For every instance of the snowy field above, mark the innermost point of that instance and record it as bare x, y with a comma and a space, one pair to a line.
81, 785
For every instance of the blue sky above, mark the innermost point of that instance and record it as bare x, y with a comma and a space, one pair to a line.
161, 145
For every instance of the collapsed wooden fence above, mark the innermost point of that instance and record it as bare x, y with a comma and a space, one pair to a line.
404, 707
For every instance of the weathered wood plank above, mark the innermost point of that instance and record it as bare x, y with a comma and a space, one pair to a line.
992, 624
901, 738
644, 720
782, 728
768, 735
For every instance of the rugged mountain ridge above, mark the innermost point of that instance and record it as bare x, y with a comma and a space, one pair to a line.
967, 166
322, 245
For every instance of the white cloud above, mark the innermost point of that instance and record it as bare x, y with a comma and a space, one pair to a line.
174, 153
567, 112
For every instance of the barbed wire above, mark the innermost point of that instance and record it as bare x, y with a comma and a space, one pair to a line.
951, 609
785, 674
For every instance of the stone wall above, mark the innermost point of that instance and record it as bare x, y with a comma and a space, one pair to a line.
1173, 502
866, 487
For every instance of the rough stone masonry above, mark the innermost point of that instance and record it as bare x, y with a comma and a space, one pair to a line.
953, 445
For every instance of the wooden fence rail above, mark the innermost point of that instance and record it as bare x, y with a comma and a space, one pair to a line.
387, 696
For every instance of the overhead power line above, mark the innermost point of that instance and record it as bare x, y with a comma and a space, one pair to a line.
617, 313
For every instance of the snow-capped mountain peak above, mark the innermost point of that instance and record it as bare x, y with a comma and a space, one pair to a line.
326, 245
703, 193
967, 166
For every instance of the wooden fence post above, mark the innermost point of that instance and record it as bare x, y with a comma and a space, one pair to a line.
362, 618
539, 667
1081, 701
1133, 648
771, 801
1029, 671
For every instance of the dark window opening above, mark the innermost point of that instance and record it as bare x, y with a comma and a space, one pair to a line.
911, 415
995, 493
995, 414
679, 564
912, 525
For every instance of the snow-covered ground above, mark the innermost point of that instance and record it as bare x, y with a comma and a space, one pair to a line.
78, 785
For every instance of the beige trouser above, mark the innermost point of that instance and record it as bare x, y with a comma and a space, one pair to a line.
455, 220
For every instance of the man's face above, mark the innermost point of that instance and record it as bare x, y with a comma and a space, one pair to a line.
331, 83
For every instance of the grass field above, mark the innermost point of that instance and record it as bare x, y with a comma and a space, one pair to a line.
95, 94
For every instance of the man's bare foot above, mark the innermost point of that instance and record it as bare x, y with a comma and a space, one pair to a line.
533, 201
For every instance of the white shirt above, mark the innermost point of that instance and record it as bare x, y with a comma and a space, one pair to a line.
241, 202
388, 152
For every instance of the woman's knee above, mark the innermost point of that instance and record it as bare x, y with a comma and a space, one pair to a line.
● ● ● ● ●
EXERCISE GOAL:
Each line above is to be restated exactly.

RESULT OF THE TASK:
For every instance of the snowy field above, mark the innermost point of that instance and record it as bare x, y with a comma and a space, one pair to a line.
81, 785
For every instance of the blue sky above, mark the innermost point of that instance and record it as bare x, y with a comma and a space, one pair to a line.
161, 145
For every instance of the collapsed wooden fence above, mark the innermost point of that instance and record it as bare x, y with a comma and a space, one pair to a line.
404, 707
For every instance of the weathered wood plank above, mark the innermost point of that instance and record it as bare x, y with a comma and a space, one pair to a line.
992, 624
901, 738
644, 720
782, 728
768, 735
For every instance of the rugged mountain ridge above, mark the innermost point of that instance and record it as bare x, y with a comma and a space, one pair to a line.
967, 166
322, 245
For every instance of the white cloud above, mark the innermost point of that instance and record it as bare x, y with a comma and a space, one pair to a line.
174, 153
567, 112
For every instance of the barbed wire above, mark the innermost point of that instance and record it as bare x, y with a comma and a space, one pair to a line.
951, 609
785, 674
For every instance of the stone wall above, mark the innermost point of that instance and record it as bare x, y with a comma and a space, one pair to a line.
1173, 502
866, 487
For every instance of the rough stone masonry above, mark the innermost point of that instance and record it as bare x, y with a comma and a space, one pair to a line.
953, 445
For every instance of the wooden fence rail above, mark the innermost point of that instance and record it as bare x, y with a comma and a space, one pair to a line.
387, 696
For every instance of the overhead power line above, mark the innermost point of that instance and record it as bare x, y with a comma and a space, one pair to a line.
617, 313
For every instance of the snow-capped mountain peak above, mark the innermost point of that instance and record it as bare x, y with a comma and a space, one pair to a line.
326, 245
703, 193
967, 166
For every instance of the wooden fence post above, mark the innermost point of that instance and record it as bare x, y with a comma and a space, one pair to a line.
362, 618
539, 667
1081, 701
1133, 648
771, 801
1029, 671
For every instance of the dark window opening above, mark the innermost point of that instance and record it as bare x, y with a comma and a space, one pair to a line.
911, 415
995, 493
995, 414
679, 564
912, 525
For every instance of the snow-covered ground above, mark the innermost point of that instance and record it as bare x, y with a comma and a space, one pair to a line.
78, 785
For every instance of the beige trouser above, mark the innermost point of that instance and record it as bare x, y with a comma and a space, one pair to a line.
455, 220
For every instance of the man's face above, mark the innermost point of that instance and record it as bare x, y with a comma and a space, one pair to a line.
331, 83
For every instance of the grass field above, mark the innermost point of that instance and record it as bare x, y with a comma and a space, one pair to a line.
95, 94
For every instance of the man's bare foot above, mark the innermost point of that instance and record it as bare x, y with a comma and a space, one pair to a line.
533, 201
For every instance of the white shirt above, mark the innermost point of that instance and record it as bare x, y with a comma and a space, one pair to a line.
241, 202
388, 152
For every instance of the woman's knee above, mark the innermost point of that instance and record it as bare x, y with a comma and a space, one pair to a line.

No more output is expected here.